[Passage shown]
◆ ◆ ◆

It's worth pointing out that X had won before Linux.  I was a contractor
in 1987, worked on all sorts of different workstations with all sorts of
vendor provided window systems, and the first thing I did was to bring
up my trusty X10R3 tape.  

The vendor windowing systems were all oh-so-great (according to the
vendors) but as a contractor, I could have cared less.  I wanted my
dev enviroment so I could get work done, learning the ins and outs of
$VENDOR's $WINDOW_SYSTEM was just a waste of my time, I'd be done and
on to the next job and all that specific knowledge was a waste of effort.

All of that predated my exposure to Linux (which was early, way before
Linux had networking or distributions, I brought it up from floppies).

As a useful (to me) aside, I got very good at what I call "pruning the
tree" when bringing up X10.  There were a ton of #ifdefs and (even then)
quite a few frame buffer drivers and there was no way I could have brought
it up in any reasonable time if I tracked down the root cause of each
reason it wouldn't compile.  So I got good at looking at the source,
going, huh, I don't need this and changing stuff like

int whatever_function_that_I_did_not_need(<args)
	/* lots of code that wouldn't compile */


int whatever_function_that_I_did_not_need(<args)

◆ ◆ ◆

(Location annotation dataset excerpts)

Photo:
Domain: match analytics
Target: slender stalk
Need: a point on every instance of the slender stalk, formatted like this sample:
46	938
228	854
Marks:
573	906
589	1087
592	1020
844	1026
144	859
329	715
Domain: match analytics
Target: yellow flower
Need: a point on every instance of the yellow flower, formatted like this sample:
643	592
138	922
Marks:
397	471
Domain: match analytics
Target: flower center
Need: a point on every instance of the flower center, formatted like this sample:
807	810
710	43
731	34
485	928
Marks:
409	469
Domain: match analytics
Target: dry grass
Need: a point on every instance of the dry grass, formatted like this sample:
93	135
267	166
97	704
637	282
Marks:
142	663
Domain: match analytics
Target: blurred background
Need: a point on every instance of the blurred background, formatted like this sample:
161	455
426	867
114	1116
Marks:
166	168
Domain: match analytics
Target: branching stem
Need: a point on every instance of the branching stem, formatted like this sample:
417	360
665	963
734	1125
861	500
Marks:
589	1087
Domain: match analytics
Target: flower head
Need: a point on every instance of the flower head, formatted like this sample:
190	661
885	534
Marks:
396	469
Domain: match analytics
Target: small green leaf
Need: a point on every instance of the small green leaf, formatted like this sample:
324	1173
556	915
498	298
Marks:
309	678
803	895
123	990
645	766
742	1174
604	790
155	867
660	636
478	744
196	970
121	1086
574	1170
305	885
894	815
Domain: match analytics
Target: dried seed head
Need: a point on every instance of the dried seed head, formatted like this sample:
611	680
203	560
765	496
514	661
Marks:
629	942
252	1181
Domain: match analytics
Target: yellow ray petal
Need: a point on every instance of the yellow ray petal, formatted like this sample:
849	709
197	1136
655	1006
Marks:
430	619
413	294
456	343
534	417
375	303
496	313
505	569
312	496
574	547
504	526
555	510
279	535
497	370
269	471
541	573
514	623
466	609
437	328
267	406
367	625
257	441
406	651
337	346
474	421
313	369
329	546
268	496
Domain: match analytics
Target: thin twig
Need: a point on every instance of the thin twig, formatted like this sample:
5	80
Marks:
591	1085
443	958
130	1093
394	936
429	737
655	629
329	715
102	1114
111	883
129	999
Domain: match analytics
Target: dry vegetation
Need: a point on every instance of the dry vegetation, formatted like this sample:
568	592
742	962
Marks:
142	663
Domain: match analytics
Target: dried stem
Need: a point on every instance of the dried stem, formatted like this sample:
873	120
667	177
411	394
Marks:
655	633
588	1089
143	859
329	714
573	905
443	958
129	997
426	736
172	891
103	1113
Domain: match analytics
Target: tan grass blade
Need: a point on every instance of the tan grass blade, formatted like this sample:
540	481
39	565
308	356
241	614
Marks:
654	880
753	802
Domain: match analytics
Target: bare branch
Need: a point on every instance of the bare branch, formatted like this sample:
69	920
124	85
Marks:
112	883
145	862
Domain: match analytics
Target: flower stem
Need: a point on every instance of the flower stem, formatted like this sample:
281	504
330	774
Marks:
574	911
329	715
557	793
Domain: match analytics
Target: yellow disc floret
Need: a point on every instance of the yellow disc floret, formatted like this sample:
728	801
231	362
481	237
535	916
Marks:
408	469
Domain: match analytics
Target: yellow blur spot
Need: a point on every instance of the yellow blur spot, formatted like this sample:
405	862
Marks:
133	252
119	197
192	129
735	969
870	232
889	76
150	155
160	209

◆ ◆ ◆

[Challenges]
[a] In the post about X and Linux, in what year did the writer work as a contractor?
[b] How many lines of the listing contain the string "branching"? Reply with the number only.
The text and the listing are separate, unrelated material.

[Task-by-task solutions]
[a] 1987

[b] 2